→ WHAT THE TASK REQUIRES
Revise the data lines, starting at the line that has "object_query = white lamp shade" and stopping after the line that has "left=118, top=196, right=149, bottom=218". Give back only those lines, with "lamp shade" changed to "lampshade" and nothing else altered.

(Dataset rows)
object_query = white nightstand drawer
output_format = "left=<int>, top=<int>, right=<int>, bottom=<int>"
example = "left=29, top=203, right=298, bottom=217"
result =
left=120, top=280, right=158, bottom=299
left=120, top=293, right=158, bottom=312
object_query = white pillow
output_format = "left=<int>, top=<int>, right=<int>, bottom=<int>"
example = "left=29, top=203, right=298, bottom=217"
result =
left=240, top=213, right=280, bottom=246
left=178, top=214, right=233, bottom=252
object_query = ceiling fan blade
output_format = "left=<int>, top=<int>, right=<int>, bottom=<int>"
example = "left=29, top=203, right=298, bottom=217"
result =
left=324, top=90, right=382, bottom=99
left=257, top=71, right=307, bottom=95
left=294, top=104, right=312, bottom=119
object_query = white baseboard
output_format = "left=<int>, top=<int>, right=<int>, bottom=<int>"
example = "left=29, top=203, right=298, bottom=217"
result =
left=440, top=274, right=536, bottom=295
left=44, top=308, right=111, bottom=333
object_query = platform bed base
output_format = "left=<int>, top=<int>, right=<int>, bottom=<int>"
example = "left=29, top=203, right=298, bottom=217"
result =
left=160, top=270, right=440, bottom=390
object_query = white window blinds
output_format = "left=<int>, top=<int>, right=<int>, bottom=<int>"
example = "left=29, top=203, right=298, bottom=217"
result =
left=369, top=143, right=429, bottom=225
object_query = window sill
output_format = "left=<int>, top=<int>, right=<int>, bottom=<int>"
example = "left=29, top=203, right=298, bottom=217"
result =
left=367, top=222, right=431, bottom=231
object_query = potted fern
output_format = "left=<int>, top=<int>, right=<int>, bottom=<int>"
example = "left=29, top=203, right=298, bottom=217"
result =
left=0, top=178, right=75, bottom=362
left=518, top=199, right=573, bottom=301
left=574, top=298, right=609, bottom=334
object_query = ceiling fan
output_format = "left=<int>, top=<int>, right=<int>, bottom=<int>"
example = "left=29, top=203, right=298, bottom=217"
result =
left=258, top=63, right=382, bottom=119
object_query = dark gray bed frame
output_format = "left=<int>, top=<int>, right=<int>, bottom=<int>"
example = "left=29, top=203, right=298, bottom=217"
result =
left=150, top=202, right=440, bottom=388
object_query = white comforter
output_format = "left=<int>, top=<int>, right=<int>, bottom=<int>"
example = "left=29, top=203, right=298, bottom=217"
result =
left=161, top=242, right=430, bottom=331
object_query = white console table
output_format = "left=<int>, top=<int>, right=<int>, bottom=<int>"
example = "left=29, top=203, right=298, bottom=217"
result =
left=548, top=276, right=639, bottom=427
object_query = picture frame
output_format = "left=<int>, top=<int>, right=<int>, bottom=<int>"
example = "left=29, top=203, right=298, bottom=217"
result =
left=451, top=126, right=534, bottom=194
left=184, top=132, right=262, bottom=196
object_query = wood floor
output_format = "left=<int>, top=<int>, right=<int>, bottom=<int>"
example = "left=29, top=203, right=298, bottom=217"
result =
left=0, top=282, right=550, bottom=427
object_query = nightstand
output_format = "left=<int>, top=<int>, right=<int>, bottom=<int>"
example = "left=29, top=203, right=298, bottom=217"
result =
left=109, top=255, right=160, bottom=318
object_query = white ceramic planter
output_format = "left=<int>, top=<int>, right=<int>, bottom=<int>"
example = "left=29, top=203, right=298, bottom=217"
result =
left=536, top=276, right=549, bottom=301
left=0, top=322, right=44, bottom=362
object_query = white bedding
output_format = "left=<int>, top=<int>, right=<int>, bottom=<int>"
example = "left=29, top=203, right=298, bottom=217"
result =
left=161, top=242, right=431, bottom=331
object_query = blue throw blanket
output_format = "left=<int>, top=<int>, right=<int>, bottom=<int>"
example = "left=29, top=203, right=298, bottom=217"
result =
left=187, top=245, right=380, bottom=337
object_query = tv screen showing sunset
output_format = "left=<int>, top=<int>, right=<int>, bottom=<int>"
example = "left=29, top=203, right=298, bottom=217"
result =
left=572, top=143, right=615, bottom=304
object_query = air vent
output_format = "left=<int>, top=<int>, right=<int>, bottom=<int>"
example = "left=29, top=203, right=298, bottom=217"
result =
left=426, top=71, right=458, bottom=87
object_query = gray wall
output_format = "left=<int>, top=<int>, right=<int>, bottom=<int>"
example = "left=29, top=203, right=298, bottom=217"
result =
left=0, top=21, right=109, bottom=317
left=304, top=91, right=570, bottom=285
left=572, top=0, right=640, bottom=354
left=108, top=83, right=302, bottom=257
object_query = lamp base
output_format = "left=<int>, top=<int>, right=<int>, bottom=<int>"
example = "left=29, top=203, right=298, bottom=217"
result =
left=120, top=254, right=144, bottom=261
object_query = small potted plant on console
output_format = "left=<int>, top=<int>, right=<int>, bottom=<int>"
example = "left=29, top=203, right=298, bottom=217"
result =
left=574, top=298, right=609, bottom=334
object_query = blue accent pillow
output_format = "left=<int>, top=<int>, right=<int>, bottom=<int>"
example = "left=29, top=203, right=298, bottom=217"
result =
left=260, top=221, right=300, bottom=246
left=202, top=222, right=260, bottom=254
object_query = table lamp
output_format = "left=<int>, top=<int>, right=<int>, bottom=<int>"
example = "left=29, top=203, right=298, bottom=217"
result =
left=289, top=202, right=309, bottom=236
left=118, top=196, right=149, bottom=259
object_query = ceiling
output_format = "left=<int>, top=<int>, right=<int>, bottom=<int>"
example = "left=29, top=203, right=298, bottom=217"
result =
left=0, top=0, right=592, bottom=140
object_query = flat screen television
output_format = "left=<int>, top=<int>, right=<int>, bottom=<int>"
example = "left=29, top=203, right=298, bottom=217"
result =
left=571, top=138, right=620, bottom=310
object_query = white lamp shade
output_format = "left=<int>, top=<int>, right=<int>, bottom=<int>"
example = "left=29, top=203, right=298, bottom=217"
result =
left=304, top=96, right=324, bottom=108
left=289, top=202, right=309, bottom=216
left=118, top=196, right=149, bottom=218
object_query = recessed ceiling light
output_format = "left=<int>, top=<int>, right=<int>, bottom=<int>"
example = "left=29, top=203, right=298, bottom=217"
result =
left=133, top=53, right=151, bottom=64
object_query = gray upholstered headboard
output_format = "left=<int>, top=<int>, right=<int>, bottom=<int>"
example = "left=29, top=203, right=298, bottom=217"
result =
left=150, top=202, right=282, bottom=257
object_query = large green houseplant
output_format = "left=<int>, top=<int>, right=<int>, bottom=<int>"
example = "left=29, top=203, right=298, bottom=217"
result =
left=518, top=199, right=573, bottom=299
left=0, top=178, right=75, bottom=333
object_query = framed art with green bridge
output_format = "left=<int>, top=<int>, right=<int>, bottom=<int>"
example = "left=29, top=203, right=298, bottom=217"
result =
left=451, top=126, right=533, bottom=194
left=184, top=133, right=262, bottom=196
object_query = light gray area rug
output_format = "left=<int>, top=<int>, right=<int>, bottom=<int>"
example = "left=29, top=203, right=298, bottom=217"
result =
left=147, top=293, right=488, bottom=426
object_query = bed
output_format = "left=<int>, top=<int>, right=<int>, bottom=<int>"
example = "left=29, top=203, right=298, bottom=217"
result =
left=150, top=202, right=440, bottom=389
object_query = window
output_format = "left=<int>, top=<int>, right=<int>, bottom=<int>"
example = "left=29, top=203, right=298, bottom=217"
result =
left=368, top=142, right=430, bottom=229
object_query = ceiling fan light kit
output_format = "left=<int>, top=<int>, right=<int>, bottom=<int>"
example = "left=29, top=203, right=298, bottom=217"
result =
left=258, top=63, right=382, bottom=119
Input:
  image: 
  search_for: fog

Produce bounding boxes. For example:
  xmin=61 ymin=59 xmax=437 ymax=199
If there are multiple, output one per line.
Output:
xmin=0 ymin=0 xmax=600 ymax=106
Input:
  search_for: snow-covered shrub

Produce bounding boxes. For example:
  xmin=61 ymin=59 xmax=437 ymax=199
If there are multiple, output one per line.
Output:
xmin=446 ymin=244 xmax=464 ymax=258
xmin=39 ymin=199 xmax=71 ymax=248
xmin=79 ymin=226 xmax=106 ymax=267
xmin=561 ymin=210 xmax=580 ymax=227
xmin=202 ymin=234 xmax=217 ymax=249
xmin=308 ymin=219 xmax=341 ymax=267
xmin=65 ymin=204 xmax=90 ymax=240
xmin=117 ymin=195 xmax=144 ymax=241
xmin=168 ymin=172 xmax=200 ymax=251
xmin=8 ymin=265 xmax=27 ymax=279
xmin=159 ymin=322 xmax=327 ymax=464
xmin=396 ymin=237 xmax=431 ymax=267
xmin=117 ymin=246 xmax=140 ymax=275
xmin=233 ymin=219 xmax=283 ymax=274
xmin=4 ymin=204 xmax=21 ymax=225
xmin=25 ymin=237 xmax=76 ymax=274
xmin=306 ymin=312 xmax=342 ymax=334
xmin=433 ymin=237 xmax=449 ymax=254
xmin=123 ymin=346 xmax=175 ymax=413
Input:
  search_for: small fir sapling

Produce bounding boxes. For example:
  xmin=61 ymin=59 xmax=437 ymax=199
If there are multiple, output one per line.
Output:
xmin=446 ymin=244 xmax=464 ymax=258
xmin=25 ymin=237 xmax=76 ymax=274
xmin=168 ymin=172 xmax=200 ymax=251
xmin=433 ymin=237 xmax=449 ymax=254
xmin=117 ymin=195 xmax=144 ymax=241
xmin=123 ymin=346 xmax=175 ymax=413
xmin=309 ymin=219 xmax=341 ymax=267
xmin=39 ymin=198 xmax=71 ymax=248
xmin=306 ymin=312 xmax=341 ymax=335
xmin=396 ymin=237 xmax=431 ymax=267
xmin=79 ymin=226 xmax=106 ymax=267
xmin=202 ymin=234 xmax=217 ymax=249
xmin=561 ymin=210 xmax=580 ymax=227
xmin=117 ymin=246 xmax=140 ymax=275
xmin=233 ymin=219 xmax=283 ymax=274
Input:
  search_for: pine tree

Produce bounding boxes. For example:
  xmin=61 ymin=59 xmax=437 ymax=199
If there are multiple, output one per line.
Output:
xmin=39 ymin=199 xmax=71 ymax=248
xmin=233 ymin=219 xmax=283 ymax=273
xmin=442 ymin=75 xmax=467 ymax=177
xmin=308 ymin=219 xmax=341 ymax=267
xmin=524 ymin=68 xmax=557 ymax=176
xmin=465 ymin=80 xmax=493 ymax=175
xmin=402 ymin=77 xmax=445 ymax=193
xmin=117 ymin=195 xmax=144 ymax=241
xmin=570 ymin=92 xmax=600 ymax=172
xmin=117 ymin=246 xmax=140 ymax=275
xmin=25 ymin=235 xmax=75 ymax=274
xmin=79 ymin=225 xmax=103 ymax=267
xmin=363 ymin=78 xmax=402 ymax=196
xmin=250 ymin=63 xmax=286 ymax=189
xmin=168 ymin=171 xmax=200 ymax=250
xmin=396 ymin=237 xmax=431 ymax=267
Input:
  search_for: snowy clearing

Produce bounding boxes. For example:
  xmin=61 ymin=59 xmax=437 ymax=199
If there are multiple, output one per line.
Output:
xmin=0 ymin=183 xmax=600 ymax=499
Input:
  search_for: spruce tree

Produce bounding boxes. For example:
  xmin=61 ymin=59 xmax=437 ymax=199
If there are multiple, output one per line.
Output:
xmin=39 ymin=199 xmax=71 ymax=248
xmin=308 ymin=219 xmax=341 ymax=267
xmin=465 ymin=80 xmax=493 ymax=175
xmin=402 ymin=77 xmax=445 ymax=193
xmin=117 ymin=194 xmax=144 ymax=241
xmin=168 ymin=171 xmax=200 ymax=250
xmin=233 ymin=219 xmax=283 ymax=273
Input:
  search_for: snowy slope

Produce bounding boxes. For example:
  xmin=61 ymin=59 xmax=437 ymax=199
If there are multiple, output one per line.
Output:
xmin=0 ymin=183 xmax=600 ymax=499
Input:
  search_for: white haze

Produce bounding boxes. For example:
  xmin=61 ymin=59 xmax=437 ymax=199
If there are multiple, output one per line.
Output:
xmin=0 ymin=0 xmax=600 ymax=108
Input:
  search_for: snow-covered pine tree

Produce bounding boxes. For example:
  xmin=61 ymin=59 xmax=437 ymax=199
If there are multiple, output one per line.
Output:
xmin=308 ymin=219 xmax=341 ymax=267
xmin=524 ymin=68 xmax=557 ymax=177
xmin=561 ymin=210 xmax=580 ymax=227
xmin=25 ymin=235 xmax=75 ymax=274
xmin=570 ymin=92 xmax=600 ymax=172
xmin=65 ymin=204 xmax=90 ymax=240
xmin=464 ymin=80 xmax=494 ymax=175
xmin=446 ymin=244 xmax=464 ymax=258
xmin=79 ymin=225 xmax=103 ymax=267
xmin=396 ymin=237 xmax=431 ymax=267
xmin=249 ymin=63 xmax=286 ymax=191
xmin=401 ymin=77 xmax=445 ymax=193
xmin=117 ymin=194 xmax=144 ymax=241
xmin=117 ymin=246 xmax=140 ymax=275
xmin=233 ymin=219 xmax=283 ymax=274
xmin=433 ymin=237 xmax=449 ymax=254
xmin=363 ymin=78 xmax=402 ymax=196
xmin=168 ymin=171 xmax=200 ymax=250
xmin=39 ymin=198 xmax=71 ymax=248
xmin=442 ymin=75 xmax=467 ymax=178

→ EXERCISE RESPONSE
object_query = white lampshade
output_format = "left=<int>, top=<int>, right=<int>, bottom=<int>"
example = "left=29, top=203, right=298, bottom=217"
result =
left=304, top=96, right=324, bottom=108
left=289, top=202, right=309, bottom=216
left=118, top=196, right=149, bottom=218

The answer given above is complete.